Text block ▸
----
We all upvote or downvote a law

[–] [email protected] 3 points 1 day ago

Lol, reddit making laws. I mean at least the names of the laws would be interesting. Lawy McLawFace

[–] [email protected] 4 points 1 day ago

Define a set of rules, and someone will figure out how to cheat it.

[–] [email protected] 4 points 1 day ago (1 children)

I don't see the problem originating from Congress necessarily being polarized. I think the problem is that corporate and big money interests are too strong, and they fund politicians that will try to divide the people on social issues so that they can distract the people from badness happening on the economic front. In other words, I think we're seeing a problem with corruption that's expressing itself as polarization.

Even the term "polarization" can also be used as a trap, because it tends to be used in a way that frames politics as a linear spectrum, and your views are somewhere between these two end points. In reality everything is far more complicated. People have highly nuanced views on many different subjects with good reason, and there's no way you can easily capture it on one single sliding scale.
----
(Data listing)
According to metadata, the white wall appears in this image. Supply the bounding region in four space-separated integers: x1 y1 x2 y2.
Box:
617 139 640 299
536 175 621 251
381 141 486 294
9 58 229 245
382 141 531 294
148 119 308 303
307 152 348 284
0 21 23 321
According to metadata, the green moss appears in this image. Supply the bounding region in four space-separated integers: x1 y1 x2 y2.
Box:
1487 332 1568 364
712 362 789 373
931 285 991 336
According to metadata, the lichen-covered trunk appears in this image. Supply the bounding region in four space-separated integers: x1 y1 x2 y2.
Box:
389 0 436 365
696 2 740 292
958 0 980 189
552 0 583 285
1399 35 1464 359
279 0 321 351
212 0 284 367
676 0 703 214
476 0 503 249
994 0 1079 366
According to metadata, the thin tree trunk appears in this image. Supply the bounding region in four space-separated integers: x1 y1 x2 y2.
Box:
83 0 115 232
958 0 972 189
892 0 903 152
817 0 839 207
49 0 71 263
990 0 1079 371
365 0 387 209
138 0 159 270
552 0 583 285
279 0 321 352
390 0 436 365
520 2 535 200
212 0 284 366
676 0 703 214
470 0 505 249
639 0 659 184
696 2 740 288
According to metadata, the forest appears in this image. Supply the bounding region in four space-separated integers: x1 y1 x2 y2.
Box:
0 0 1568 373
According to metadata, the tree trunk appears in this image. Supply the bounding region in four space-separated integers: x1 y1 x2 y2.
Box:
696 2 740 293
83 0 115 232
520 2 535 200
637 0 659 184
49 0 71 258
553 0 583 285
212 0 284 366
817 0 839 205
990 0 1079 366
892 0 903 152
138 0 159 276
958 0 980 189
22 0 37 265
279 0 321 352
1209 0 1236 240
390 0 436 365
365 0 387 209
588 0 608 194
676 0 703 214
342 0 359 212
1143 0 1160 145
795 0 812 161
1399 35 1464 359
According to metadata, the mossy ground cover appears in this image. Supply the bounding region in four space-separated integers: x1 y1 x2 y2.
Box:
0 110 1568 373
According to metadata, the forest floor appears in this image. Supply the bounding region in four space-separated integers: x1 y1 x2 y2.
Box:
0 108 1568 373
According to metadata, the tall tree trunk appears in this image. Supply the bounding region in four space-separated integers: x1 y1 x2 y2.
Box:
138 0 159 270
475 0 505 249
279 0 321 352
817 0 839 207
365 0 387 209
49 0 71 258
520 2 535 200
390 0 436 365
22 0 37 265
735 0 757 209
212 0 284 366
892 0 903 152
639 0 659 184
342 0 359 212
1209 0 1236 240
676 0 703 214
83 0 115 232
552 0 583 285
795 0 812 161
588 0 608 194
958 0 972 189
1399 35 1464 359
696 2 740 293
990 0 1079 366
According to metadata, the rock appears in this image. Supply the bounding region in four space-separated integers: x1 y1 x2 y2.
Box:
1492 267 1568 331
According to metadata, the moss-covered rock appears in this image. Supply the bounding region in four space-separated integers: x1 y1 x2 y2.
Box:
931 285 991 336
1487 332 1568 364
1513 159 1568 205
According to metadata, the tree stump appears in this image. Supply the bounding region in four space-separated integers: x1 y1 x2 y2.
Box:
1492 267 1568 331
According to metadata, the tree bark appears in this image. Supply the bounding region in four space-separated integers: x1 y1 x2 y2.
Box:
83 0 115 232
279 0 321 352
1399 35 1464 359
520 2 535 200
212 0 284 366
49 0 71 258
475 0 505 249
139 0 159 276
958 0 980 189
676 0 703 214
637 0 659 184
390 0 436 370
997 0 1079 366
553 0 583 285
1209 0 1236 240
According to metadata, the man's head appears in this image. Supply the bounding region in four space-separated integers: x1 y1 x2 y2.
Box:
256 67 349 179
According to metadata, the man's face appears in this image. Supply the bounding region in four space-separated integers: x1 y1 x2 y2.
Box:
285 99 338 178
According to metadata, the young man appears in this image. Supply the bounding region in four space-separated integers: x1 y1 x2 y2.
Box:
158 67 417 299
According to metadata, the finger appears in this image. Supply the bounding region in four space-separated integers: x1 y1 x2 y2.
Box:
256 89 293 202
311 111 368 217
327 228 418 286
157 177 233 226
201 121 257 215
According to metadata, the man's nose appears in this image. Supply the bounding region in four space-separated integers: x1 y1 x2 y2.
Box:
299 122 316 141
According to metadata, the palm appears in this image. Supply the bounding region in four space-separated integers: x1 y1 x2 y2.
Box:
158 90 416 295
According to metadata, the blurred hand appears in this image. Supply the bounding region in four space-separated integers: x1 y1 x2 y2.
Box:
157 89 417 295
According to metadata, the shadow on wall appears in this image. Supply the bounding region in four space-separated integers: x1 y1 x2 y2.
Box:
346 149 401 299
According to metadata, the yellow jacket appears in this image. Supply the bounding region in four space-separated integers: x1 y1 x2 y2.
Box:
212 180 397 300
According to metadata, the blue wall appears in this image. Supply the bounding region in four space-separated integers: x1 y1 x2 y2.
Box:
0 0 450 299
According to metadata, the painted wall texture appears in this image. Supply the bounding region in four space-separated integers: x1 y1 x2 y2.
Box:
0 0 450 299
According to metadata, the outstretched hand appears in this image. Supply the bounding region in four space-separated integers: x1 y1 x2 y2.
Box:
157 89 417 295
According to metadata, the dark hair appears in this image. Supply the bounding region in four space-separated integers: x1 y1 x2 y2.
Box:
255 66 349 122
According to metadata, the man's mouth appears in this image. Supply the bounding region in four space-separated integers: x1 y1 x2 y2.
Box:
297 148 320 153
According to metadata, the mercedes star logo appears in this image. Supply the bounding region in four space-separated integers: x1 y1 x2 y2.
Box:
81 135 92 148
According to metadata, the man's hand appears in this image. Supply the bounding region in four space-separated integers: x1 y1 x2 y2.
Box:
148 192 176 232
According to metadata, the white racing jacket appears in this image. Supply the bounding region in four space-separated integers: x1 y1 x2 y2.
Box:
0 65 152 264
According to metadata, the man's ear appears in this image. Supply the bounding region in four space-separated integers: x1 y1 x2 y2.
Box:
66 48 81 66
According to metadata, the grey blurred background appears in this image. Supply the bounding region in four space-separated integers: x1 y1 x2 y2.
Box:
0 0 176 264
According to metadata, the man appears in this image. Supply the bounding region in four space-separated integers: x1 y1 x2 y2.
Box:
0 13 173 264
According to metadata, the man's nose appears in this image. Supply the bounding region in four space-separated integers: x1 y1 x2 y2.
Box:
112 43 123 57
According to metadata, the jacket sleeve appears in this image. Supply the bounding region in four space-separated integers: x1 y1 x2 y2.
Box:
----
Written request ▸
Copy out the comment thread about voting on laws word for word, from its first line to its last.

The result ▸
We all upvote or downvote a law

[–] [email protected] 3 points 1 day ago

Lol, reddit making laws. I mean at least the names of the laws would be interesting. Lawy McLawFace

[–] [email protected] 4 points 1 day ago

Define a set of rules, and someone will figure out how to cheat it.

[–] [email protected] 4 points 1 day ago (1 children)

I don't see the problem originating from Congress necessarily being polarized. I think the problem is that corporate and big money interests are too strong, and they fund politicians that will try to divide the people on social issues so that they can distract the people from badness happening on the economic front. In other words, I think we're seeing a problem with corruption that's expressing itself as polarization.

Even the term "polarization" can also be used as a trap, because it tends to be used in a way that frames politics as a linear spectrum, and your views are somewhere between these two end points. In reality everything is far more complicated. People have highly nuanced views on many different subjects with good reason, and there's no way you can easily capture it on one single sliding scale.